# [EXCERPT]
= = = = = = =

‘Each time it gets bigger’

How Iran’s protests look to a dissident of the Shah’s regime

Iranian scholar Mehdi Aminrazavi discusses his youth as an anti-Shah activist and his hopes for the movement sparked by Mahsa Amini's death.

On Sept. 13, 22-year-old Mahsa Amini was detained by the Iranian morality police and died in their custody three days later, allegedly at their hands. Protests have erupted across Iran and with solidarity actions taking place among the diasporic community across the world. A women- and youth-led movement has taken shape, and people are willingly facing brutality and even death in the streets, with slogans such as “We are all Mahsa” and “Life! Liberty! Freedom,” as women in particular cut their hair and burn their hijab (headscarves) to defy government regulation on their capacity for self-determination and unequal status before the law.

At the root of these protests is the call for revolution, no less than the complete reversal of the Islamic Republic instituted in 1979 with the ousting of the Shah, while others simply hope that some aspects of the repressive regime will subside.

Students of Amir Kabir university protest against Hijab and the Islamic Republic. (Wikimedia/Darafsh)

= = = = = = =

# [TASK DETAILS]
Answer these questions from the article on Iran's protests:
1. On what date was Mahsa Amini detained by the morality police?
2. In what year was the Islamic Republic instituted?
3. According to the caption at the end, students of which university protest against Hijab and the Islamic Republic?

# [SOURCE MATERIAL]

= = = = = = =

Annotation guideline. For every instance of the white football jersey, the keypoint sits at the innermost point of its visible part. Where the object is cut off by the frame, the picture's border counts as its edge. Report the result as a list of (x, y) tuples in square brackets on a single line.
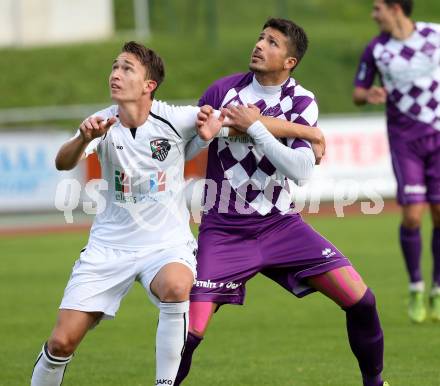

= = = = = = =

# [ANSWER IN FULL]
1. Sept. 13
2. 1979
3. Amir Kabir university